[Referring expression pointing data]
== == ==

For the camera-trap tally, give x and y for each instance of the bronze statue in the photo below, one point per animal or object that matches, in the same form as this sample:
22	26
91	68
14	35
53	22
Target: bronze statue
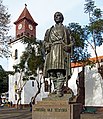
57	44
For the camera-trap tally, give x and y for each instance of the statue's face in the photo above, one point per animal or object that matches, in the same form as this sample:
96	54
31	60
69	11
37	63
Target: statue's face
58	17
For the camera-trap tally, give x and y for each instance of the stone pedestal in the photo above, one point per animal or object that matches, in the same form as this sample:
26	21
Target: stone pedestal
56	109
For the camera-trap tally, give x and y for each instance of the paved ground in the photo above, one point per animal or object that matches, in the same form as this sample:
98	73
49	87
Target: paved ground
12	113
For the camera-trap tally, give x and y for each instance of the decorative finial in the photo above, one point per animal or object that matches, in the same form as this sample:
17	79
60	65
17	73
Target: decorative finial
25	5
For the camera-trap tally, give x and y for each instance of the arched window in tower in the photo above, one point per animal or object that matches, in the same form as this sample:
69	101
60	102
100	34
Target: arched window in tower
16	54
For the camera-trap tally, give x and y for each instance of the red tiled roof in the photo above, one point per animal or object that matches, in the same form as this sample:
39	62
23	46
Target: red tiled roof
25	14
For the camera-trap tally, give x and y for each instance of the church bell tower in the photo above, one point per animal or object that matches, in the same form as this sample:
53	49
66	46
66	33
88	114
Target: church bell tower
25	25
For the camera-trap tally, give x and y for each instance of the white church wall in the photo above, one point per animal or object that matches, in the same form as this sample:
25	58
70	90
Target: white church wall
93	87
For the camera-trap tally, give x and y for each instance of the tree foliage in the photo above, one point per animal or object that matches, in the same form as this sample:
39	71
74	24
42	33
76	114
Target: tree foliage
4	28
94	30
3	80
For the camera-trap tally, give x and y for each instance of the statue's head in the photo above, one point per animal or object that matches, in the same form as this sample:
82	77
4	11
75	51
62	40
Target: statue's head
58	17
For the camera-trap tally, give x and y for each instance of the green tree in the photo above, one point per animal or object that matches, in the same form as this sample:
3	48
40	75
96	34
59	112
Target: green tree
94	30
4	28
30	61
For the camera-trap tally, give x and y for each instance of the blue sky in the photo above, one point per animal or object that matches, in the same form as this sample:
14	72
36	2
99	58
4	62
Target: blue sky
43	11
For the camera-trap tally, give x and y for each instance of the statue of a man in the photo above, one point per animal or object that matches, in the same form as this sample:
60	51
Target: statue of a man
57	43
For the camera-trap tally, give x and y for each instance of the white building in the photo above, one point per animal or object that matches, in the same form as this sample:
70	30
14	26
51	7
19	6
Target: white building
25	27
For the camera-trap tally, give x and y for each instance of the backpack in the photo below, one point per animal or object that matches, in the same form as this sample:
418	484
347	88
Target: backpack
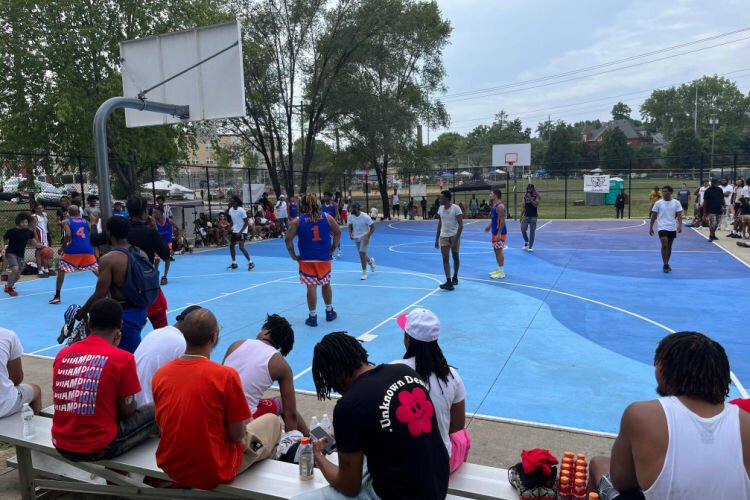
141	285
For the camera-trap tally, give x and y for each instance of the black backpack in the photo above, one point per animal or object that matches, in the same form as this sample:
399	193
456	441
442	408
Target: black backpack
142	280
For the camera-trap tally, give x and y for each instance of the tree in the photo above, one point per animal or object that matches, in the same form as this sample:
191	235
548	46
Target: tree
387	92
684	151
563	150
621	111
615	152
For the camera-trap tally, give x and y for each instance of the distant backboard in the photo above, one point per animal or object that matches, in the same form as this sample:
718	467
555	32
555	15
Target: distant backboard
213	90
519	155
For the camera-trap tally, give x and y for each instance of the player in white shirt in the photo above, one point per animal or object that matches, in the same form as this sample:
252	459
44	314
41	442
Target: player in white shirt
238	218
667	214
448	237
13	393
361	228
158	348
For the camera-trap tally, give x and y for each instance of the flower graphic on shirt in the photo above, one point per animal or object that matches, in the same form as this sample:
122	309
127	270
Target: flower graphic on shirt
416	411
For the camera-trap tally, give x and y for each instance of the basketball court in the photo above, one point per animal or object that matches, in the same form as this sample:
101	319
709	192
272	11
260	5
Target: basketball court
567	339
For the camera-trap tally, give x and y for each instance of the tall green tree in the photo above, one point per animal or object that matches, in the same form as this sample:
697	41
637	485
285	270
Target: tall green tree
387	92
616	153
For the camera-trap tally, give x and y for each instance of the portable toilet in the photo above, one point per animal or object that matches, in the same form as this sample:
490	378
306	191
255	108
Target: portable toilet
615	185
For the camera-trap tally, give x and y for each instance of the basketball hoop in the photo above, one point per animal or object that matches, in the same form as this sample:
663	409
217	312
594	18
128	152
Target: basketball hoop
205	131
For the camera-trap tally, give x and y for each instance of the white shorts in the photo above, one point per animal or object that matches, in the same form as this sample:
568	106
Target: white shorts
25	395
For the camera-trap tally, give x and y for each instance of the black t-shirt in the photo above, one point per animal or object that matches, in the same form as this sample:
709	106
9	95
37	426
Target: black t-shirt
714	200
388	415
17	240
529	209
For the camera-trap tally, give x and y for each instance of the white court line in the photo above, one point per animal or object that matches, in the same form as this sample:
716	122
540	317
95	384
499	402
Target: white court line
734	378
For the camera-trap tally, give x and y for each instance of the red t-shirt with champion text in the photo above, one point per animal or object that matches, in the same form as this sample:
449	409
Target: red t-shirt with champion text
87	379
195	401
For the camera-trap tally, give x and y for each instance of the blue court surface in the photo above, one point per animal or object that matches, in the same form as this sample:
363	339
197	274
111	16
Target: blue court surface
567	338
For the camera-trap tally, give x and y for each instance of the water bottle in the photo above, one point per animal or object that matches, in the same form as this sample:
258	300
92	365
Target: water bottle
326	424
27	415
306	460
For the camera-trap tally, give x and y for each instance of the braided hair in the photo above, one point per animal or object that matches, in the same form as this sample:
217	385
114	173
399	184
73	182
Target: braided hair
310	206
428	360
693	365
336	357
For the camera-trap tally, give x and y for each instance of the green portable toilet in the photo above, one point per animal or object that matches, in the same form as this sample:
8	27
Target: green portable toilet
615	185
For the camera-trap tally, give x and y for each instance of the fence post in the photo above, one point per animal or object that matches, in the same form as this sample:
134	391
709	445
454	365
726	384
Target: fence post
208	189
630	186
565	212
80	175
153	183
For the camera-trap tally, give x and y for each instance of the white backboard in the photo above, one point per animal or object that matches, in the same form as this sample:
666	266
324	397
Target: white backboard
503	154
213	90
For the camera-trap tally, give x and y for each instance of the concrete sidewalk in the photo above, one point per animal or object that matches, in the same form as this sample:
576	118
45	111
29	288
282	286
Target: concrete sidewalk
494	443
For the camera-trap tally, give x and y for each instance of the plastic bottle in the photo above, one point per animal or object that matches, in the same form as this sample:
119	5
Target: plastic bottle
27	414
579	490
563	488
326	424
306	460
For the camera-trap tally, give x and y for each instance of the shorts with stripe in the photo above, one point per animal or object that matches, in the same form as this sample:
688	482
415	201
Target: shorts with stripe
314	272
84	261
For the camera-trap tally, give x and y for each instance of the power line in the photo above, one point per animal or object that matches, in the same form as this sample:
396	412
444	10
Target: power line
598	66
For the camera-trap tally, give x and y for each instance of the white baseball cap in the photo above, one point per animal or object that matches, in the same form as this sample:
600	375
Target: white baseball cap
420	324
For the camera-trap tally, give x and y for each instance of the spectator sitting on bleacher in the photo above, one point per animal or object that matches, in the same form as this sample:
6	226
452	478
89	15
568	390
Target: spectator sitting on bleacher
423	354
13	392
156	350
203	414
261	362
94	386
689	444
385	415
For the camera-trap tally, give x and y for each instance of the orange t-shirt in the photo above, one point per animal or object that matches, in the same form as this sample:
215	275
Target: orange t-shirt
195	401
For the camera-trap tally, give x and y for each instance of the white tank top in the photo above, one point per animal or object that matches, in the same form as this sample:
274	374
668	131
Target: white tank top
704	456
250	360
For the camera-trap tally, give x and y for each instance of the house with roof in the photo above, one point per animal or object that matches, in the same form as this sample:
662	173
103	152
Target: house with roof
635	135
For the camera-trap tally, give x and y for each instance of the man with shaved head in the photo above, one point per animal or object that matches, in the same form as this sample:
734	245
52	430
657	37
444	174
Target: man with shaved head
207	435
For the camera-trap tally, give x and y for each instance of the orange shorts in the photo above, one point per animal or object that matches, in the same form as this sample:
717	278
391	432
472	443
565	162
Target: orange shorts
72	262
314	272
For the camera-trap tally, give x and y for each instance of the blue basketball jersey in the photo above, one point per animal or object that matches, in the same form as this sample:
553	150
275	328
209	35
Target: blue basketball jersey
314	238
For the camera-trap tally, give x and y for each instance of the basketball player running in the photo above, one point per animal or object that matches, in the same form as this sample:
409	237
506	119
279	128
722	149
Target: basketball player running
448	237
77	251
499	232
667	214
238	215
164	227
318	235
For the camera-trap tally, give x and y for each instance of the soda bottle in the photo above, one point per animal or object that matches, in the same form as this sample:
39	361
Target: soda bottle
326	424
306	460
27	414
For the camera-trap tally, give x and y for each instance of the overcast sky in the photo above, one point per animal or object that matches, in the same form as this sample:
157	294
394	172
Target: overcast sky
499	42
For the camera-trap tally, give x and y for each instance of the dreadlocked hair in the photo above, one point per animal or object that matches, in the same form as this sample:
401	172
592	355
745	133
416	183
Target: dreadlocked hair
282	334
335	358
311	206
693	365
428	360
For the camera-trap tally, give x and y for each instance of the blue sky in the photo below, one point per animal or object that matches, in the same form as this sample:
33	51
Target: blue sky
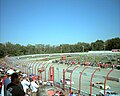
57	22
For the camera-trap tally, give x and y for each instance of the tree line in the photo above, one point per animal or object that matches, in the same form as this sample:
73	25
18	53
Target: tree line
17	49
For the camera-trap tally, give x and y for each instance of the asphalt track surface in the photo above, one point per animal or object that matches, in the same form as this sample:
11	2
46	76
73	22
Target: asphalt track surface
58	74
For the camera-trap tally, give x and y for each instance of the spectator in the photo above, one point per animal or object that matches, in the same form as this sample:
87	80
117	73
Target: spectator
25	83
34	87
13	89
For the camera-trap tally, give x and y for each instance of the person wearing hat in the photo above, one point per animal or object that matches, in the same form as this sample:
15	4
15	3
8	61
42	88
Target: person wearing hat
13	88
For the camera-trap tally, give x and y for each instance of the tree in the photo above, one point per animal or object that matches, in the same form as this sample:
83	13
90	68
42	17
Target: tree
113	43
98	45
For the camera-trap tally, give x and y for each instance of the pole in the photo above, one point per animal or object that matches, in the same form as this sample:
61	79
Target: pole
64	71
71	78
105	81
91	80
80	80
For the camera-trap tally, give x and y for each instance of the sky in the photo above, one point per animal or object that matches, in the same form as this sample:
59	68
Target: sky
57	22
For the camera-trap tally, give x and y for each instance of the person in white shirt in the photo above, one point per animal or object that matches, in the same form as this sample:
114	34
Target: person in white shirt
34	87
25	83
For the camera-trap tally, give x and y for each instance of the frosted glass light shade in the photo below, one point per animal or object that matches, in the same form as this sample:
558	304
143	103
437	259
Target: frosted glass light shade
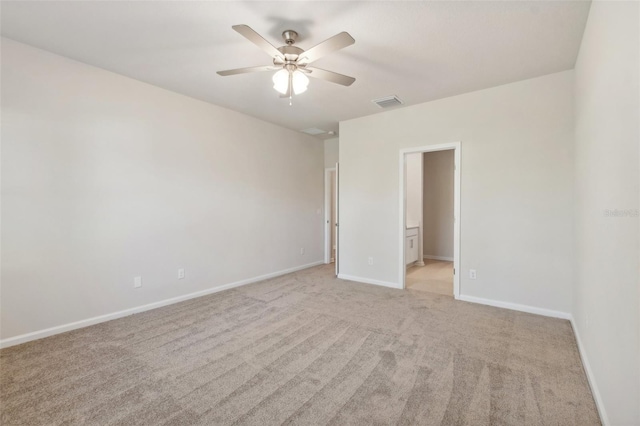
281	81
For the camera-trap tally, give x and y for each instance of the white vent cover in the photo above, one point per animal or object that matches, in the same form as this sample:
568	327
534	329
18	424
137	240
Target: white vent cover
388	101
313	131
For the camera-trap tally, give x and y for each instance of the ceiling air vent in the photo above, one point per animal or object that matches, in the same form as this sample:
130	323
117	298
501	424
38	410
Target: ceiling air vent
388	101
313	131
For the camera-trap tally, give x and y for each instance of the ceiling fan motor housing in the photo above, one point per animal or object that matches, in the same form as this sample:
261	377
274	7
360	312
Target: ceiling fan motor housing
289	36
291	53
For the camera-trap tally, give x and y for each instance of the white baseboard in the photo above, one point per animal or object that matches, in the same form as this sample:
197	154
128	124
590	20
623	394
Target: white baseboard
446	259
604	419
368	281
23	338
516	307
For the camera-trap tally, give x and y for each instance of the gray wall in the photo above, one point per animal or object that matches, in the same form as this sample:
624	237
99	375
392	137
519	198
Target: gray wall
606	293
516	183
437	210
105	178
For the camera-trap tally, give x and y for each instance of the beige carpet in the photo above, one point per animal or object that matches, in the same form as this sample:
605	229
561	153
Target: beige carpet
308	349
435	276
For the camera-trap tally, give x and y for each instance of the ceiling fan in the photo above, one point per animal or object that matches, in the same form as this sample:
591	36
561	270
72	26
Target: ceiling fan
292	63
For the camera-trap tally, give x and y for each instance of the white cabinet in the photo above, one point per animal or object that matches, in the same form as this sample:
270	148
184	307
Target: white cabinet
411	253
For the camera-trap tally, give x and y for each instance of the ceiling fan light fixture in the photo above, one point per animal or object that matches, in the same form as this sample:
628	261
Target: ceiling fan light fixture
281	81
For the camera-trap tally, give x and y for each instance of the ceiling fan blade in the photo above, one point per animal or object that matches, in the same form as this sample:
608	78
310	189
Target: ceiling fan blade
332	44
247	70
258	40
331	76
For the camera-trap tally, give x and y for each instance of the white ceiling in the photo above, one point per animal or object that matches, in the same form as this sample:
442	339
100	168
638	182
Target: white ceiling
419	51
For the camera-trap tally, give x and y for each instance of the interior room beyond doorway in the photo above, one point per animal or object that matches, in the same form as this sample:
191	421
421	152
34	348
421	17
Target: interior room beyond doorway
430	221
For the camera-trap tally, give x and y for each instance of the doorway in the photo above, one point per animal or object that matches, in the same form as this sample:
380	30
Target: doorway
430	218
330	216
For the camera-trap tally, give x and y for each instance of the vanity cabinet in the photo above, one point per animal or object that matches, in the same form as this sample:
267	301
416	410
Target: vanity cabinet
411	252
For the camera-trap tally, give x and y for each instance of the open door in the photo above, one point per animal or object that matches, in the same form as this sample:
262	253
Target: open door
337	227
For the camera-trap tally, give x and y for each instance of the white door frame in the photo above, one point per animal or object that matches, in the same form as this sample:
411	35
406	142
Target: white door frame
327	214
455	146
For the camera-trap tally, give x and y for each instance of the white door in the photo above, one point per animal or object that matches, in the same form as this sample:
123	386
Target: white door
337	204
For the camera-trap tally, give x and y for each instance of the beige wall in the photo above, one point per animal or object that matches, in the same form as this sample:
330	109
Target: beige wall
516	182
330	152
438	204
606	293
413	171
105	178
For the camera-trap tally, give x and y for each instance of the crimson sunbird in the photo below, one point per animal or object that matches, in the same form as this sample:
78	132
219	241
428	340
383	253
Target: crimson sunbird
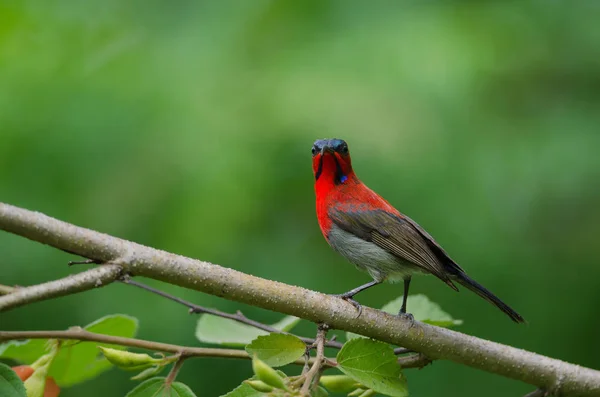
374	236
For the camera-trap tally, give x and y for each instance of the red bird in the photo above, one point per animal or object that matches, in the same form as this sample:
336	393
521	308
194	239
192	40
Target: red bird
376	237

== == ==

#### Exercise instructions
Would you please copy all lines in the data that contain the word "below"?

#### Worked solution
For the camera-trap tally, give x and y for each instance of the bronze statue in the photo below, one point per animal or object that matches, in the same form as this sample:
For the camera-trap tally, give x and y for each instance of the backpack in the photo below, one point per animal or object that matches, in the same form as this sample:
For the camera-trap tally, give x and y for each instance of the blue sky in the photo below, one point per animal or object that matches, in the same form as this sample:
For the camera-trap tally, give x and y for each instance of the frosted glass light shade in the photo below, one point per animal or object that matches, in the same form as this sample:
For the camera-trap tally, give x and y for each instance of the crimson sunbird in the photo below, one point per animal or object that matches, in the same form as this sample:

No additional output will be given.